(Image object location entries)
□ □ □ □ □ □ □

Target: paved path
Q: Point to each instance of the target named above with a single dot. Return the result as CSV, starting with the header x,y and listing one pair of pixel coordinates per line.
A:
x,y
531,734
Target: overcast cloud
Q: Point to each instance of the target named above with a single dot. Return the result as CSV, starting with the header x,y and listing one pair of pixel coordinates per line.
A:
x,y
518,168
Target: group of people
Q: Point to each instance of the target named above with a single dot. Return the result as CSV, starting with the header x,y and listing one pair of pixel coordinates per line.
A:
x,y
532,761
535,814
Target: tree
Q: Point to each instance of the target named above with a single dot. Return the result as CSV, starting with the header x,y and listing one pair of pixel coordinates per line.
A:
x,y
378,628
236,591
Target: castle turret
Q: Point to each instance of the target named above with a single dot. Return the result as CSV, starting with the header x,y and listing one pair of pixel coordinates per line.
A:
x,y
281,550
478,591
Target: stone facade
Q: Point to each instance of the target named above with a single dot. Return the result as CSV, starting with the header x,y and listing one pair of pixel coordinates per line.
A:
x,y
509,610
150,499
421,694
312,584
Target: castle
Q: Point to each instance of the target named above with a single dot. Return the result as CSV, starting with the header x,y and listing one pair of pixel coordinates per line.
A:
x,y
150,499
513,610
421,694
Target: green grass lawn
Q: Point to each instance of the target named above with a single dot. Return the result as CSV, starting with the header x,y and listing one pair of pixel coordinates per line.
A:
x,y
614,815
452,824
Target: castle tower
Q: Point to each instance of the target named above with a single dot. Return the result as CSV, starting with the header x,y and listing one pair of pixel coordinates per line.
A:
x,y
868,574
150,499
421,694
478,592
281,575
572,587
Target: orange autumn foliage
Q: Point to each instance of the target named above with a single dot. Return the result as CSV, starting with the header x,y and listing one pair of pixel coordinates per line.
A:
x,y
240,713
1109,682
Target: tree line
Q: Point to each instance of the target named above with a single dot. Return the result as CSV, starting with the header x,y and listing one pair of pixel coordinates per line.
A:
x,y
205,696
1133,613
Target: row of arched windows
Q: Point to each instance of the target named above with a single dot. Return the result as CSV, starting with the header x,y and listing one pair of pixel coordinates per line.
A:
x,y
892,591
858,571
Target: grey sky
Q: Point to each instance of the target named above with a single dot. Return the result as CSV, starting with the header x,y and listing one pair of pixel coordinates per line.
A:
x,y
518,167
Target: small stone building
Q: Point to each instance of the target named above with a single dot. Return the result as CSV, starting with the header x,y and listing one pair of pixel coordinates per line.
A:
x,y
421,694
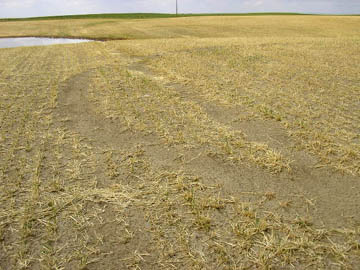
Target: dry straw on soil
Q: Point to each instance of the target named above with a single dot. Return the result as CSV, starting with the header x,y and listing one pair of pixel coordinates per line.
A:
x,y
233,146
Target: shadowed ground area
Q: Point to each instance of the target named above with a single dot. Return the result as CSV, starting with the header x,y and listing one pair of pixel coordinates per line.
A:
x,y
222,152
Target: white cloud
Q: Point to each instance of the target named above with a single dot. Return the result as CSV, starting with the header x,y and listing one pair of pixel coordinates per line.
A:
x,y
27,8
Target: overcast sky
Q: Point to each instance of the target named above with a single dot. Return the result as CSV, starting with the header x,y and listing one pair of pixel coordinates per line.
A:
x,y
29,8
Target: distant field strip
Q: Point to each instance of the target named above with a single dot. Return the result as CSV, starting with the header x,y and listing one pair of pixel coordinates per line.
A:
x,y
223,143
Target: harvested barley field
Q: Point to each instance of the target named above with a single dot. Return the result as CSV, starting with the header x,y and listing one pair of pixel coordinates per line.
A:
x,y
199,143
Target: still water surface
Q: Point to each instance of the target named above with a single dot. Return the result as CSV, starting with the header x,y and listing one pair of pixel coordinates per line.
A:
x,y
35,41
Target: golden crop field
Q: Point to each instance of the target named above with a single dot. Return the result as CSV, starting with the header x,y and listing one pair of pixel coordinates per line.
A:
x,y
198,143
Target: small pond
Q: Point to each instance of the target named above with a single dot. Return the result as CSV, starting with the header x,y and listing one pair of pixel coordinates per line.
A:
x,y
37,41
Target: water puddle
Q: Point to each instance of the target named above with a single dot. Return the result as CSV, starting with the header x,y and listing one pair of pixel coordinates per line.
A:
x,y
36,41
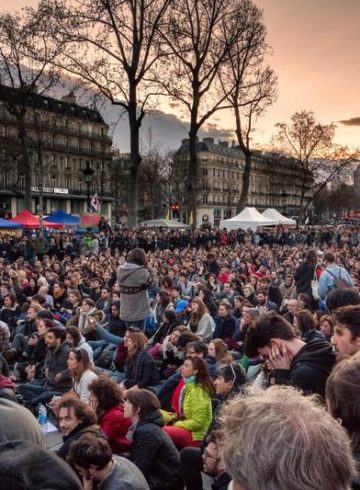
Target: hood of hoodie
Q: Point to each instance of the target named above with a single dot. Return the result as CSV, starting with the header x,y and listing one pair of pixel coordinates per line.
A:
x,y
318,353
26,466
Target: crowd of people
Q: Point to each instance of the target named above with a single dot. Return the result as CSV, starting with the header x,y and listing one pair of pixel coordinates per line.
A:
x,y
166,355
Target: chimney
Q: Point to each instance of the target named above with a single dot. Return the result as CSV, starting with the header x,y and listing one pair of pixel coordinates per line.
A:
x,y
209,141
70,98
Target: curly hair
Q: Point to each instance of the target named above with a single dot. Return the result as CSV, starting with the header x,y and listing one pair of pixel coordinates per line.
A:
x,y
107,392
202,376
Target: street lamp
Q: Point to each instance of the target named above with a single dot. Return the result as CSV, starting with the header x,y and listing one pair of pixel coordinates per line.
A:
x,y
88,178
284,198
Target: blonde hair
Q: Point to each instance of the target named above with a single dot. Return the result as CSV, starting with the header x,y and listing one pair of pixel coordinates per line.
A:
x,y
289,433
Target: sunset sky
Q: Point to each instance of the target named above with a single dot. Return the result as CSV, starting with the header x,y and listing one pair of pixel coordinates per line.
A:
x,y
316,55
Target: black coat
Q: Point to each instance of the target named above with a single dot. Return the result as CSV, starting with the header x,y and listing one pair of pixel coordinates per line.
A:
x,y
154,453
309,369
141,370
79,431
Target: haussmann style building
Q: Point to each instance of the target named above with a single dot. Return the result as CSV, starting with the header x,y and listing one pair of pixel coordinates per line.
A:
x,y
63,138
275,181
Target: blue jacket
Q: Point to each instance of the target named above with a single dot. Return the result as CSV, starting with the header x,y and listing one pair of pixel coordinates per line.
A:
x,y
224,327
327,281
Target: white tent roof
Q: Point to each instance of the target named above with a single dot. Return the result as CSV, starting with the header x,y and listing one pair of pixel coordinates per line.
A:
x,y
248,218
280,218
164,223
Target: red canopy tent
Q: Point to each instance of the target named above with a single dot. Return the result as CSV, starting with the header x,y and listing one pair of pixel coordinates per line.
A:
x,y
28,220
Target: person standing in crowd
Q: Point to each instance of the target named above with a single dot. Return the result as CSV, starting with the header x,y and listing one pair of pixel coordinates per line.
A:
x,y
307,272
346,337
135,279
333,277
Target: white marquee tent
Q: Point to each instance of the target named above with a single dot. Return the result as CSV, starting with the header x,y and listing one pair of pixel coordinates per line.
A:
x,y
248,218
273,214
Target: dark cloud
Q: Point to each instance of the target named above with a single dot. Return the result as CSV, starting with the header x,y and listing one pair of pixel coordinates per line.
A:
x,y
353,121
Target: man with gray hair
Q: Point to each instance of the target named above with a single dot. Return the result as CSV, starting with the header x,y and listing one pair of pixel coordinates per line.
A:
x,y
280,440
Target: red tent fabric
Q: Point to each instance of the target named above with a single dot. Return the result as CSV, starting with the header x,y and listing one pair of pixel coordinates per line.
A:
x,y
28,220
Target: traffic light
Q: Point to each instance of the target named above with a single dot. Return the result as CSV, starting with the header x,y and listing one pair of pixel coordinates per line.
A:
x,y
175,208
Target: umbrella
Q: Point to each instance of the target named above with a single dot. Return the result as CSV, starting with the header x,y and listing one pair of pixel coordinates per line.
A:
x,y
28,220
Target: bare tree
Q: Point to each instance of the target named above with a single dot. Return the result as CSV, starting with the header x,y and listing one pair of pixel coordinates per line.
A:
x,y
25,60
319,159
250,86
113,47
193,33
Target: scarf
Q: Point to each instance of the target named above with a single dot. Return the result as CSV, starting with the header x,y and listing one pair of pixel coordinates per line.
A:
x,y
188,381
84,319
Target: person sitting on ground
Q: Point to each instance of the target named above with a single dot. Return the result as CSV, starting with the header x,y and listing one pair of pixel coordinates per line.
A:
x,y
7,386
346,337
77,341
225,322
169,322
192,348
192,404
140,369
92,458
326,326
201,322
27,466
87,318
152,450
169,352
218,349
82,372
342,297
106,399
317,453
294,362
57,379
230,381
305,324
342,400
75,418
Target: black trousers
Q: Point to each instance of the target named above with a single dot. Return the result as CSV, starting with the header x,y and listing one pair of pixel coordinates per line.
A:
x,y
192,465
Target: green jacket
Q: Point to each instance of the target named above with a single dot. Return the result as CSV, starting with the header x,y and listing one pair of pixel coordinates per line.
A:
x,y
197,408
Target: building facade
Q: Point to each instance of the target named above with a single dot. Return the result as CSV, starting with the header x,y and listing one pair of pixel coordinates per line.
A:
x,y
62,139
275,181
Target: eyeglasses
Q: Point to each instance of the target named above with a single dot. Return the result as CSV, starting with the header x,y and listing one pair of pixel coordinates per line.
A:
x,y
133,329
233,372
206,454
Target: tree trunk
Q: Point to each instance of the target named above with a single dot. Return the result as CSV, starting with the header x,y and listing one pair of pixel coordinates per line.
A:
x,y
191,187
133,191
244,194
302,198
25,165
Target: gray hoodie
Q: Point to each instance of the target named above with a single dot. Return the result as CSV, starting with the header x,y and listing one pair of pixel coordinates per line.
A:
x,y
134,281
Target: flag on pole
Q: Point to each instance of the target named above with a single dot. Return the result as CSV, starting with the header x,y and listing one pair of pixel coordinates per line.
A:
x,y
95,203
191,219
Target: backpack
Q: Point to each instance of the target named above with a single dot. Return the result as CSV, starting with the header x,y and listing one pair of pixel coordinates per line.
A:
x,y
339,283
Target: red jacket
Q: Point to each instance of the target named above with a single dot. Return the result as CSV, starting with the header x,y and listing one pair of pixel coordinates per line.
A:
x,y
115,426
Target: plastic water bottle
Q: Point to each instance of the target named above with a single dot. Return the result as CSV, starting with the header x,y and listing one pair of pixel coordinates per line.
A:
x,y
42,417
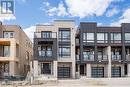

□ □ □ □ □ □ □

__Problem to solve__: Pull out every line in the records above that contains the word "stone", and list those lines.

__Response below__:
Target: stone facade
Target: small stone building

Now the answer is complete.